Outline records
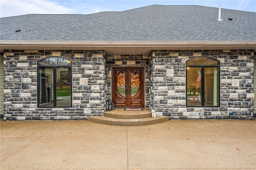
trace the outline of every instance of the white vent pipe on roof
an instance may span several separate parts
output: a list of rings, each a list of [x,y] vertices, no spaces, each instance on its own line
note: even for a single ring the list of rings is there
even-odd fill
[[[219,5],[219,19],[218,19],[218,21],[222,21],[221,18],[220,18],[220,13],[221,11],[221,8],[220,8],[220,5]]]

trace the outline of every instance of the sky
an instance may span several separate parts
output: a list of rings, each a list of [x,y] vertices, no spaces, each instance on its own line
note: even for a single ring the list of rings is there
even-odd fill
[[[102,11],[119,12],[157,4],[200,5],[256,12],[256,0],[0,0],[0,17],[28,14],[87,14]]]

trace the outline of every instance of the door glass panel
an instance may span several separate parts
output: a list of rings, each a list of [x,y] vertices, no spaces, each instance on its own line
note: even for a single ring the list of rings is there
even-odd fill
[[[117,90],[122,96],[125,97],[125,72],[120,72],[117,76]]]
[[[204,68],[204,106],[218,105],[218,67]]]
[[[187,104],[200,106],[201,104],[201,68],[187,68]]]
[[[53,68],[39,68],[39,106],[53,107]]]
[[[140,77],[138,73],[136,72],[135,74],[131,72],[132,78],[132,88],[131,88],[131,95],[132,97],[134,96],[139,90],[140,88]]]
[[[71,70],[70,68],[58,67],[56,69],[57,81],[56,106],[70,107],[71,104]]]

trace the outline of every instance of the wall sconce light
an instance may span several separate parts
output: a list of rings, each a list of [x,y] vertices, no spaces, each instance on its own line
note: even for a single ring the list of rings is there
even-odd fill
[[[106,73],[107,74],[109,73],[109,67],[108,66],[106,66]]]

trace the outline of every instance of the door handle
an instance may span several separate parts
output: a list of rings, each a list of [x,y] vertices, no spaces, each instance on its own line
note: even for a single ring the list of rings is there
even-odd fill
[[[127,85],[125,86],[125,94],[127,95]]]
[[[130,95],[131,94],[131,86],[129,86],[129,95]]]

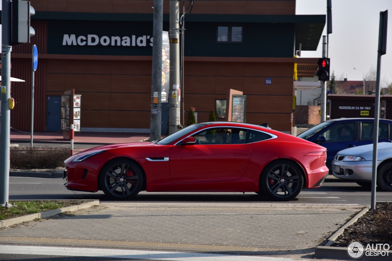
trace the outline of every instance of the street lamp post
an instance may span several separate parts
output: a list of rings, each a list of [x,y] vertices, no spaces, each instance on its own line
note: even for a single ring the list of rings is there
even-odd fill
[[[361,72],[362,72],[362,74],[363,74],[363,94],[365,94],[365,73],[363,72],[363,71],[361,69],[358,69],[356,67],[354,67],[354,69],[356,70],[359,70]]]

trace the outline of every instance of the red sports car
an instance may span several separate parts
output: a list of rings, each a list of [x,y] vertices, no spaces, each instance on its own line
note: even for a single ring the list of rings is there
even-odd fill
[[[67,160],[68,189],[114,199],[147,191],[254,192],[275,200],[321,186],[327,149],[252,124],[207,122],[159,141],[102,146]]]

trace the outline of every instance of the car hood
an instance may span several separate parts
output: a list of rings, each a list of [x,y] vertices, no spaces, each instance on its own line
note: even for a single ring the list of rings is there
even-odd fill
[[[379,142],[377,150],[377,160],[383,160],[392,158],[392,143]],[[339,155],[360,156],[366,160],[373,159],[373,143],[349,148],[338,152]]]
[[[90,152],[98,151],[98,150],[108,151],[114,149],[121,148],[123,147],[137,147],[142,146],[148,146],[149,145],[155,145],[154,143],[151,142],[135,142],[133,143],[122,143],[118,144],[110,144],[110,145],[104,145],[103,146],[99,146],[98,147],[89,149],[83,151],[78,152],[77,154],[79,156],[83,156],[83,155],[89,153]]]

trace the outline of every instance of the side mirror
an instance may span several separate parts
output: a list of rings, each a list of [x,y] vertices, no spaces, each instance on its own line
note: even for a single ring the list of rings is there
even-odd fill
[[[193,137],[187,137],[178,143],[179,145],[194,145],[196,140]]]
[[[327,140],[325,139],[325,137],[324,136],[320,136],[316,139],[316,141],[318,142],[325,142],[327,141]]]

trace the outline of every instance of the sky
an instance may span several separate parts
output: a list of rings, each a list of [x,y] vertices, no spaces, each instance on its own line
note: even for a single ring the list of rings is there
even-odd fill
[[[325,14],[327,0],[296,0],[296,14]],[[348,80],[361,80],[377,65],[379,13],[388,9],[387,54],[381,56],[381,78],[392,82],[392,0],[332,0],[332,33],[329,35],[331,70]],[[326,35],[324,27],[323,35]],[[317,51],[302,51],[301,57],[321,57]],[[331,72],[332,73],[332,72]]]
[[[296,0],[297,14],[325,14],[327,0]],[[1,2],[0,1],[0,9]],[[392,0],[332,0],[332,33],[329,35],[331,69],[348,80],[361,80],[377,67],[379,13],[389,9],[387,54],[381,58],[381,81],[392,83]],[[325,27],[323,35],[326,35]],[[1,38],[0,26],[0,41]],[[321,57],[317,51],[302,51],[301,57]],[[332,72],[331,72],[332,73]]]

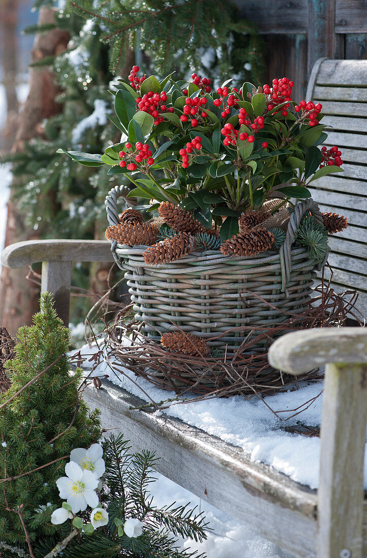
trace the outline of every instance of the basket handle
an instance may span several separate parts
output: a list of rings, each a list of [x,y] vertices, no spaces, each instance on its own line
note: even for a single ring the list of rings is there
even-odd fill
[[[107,212],[107,219],[110,225],[117,225],[120,220],[117,211],[117,200],[129,191],[126,186],[116,186],[106,196],[104,205]]]
[[[295,239],[297,229],[299,227],[303,215],[310,213],[315,220],[321,225],[323,224],[322,215],[318,205],[312,198],[302,200],[294,208],[294,211],[290,215],[288,227],[285,235],[285,240],[280,247],[280,267],[282,268],[282,291],[287,292],[287,283],[289,280],[292,271],[292,245]],[[321,268],[325,263],[327,257],[326,253],[323,261],[319,264]]]

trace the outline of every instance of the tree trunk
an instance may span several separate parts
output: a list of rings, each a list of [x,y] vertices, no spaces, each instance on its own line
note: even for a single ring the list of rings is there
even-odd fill
[[[7,121],[0,136],[0,151],[8,151],[11,148],[18,121],[16,82],[18,7],[19,0],[1,0],[0,2],[0,46],[2,52],[3,84],[7,104]]]
[[[11,3],[12,0],[9,0]],[[57,10],[41,8],[40,24],[53,23]],[[46,56],[57,55],[65,50],[69,35],[57,28],[36,35],[31,52],[31,63],[40,61]],[[21,152],[26,142],[42,133],[41,123],[58,114],[62,106],[55,100],[59,92],[54,84],[53,76],[47,66],[30,69],[30,92],[19,119],[19,127],[13,146],[14,152]],[[29,177],[25,177],[25,182]],[[19,184],[20,178],[17,178]],[[15,179],[13,180],[15,184]],[[27,227],[23,216],[17,207],[13,191],[11,187],[8,203],[8,218],[5,233],[5,246],[21,240],[39,238],[39,231]],[[39,288],[26,278],[27,270],[3,268],[0,281],[0,324],[15,335],[22,325],[31,323],[33,314],[38,311]]]

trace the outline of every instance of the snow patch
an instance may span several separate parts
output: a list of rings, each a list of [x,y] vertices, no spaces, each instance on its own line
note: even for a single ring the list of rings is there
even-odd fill
[[[106,101],[101,99],[96,99],[94,101],[94,110],[79,122],[73,130],[72,141],[75,147],[80,141],[84,132],[89,128],[94,128],[97,124],[104,126],[107,123],[107,117],[106,113],[110,114],[111,110],[107,108]]]

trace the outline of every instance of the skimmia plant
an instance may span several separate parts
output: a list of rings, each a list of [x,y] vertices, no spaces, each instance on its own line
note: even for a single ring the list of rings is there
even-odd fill
[[[242,213],[270,199],[279,199],[276,211],[291,198],[308,198],[310,182],[341,171],[342,163],[337,146],[319,147],[327,137],[322,105],[292,101],[293,81],[238,89],[232,81],[213,90],[196,74],[159,81],[134,66],[111,92],[116,117],[108,116],[120,142],[103,155],[67,153],[125,175],[132,185],[128,196],[146,200],[148,211],[170,202],[204,227],[214,222],[226,240],[238,232]]]

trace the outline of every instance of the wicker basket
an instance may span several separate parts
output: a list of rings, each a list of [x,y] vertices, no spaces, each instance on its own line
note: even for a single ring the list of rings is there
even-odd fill
[[[111,225],[118,223],[120,191],[117,187],[106,198]],[[149,266],[142,258],[147,247],[113,242],[111,250],[126,272],[136,317],[144,322],[145,334],[158,340],[161,333],[180,330],[233,353],[249,326],[269,326],[303,312],[316,268],[326,261],[317,265],[306,249],[292,247],[306,212],[322,223],[317,204],[311,199],[302,201],[291,215],[280,251],[250,258],[235,258],[212,251],[193,252],[178,261]],[[239,330],[244,326],[246,333]],[[264,343],[259,348],[263,348]]]

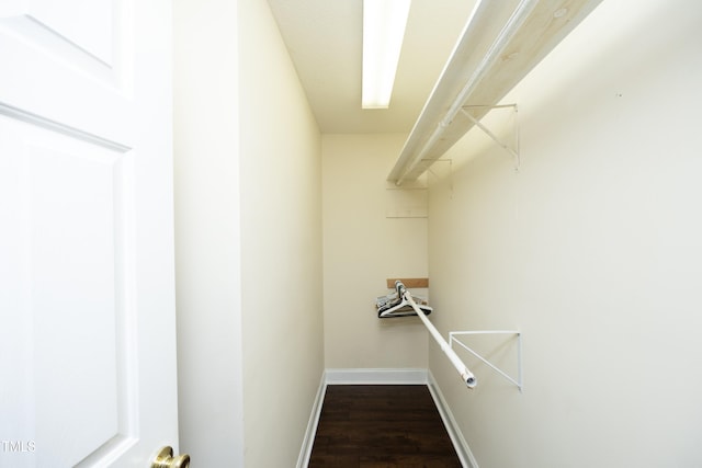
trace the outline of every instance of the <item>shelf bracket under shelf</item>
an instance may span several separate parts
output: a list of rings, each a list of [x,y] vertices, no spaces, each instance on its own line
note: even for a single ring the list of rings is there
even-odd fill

Exercise description
Leave out every picture, and repeat word for word only the lines from the one holding "trace the outline of every instance of the wicker" through the end of the entries above, both ends included.

The answer
trace the outline of every instance of the wicker basket
an instance may span several separate parts
output: a list of rings, each a list of [x,y] vertices, no spaces, each instance on its own line
note: even for a single ring the list of rings is there
even-odd fill
[[[111,225],[118,223],[120,191],[117,187],[106,198]],[[149,266],[142,258],[147,247],[113,242],[111,250],[126,272],[136,317],[144,322],[145,334],[158,340],[161,333],[180,330],[233,353],[249,326],[269,326],[303,312],[316,268],[326,261],[317,265],[306,249],[292,247],[306,212],[322,223],[317,204],[311,199],[302,201],[291,215],[280,251],[250,258],[235,258],[212,251],[193,252],[178,261]],[[239,330],[244,326],[246,333]],[[264,343],[259,348],[263,348]]]

trace the outline of every instance of the <item>shelf bracket under shelf</item>
an instance may span several separate parts
output: a list of rings, each a list of [x,y] vertices, no spaces, each instance on its own line
note: even for a single ring the list of rings is there
even-odd fill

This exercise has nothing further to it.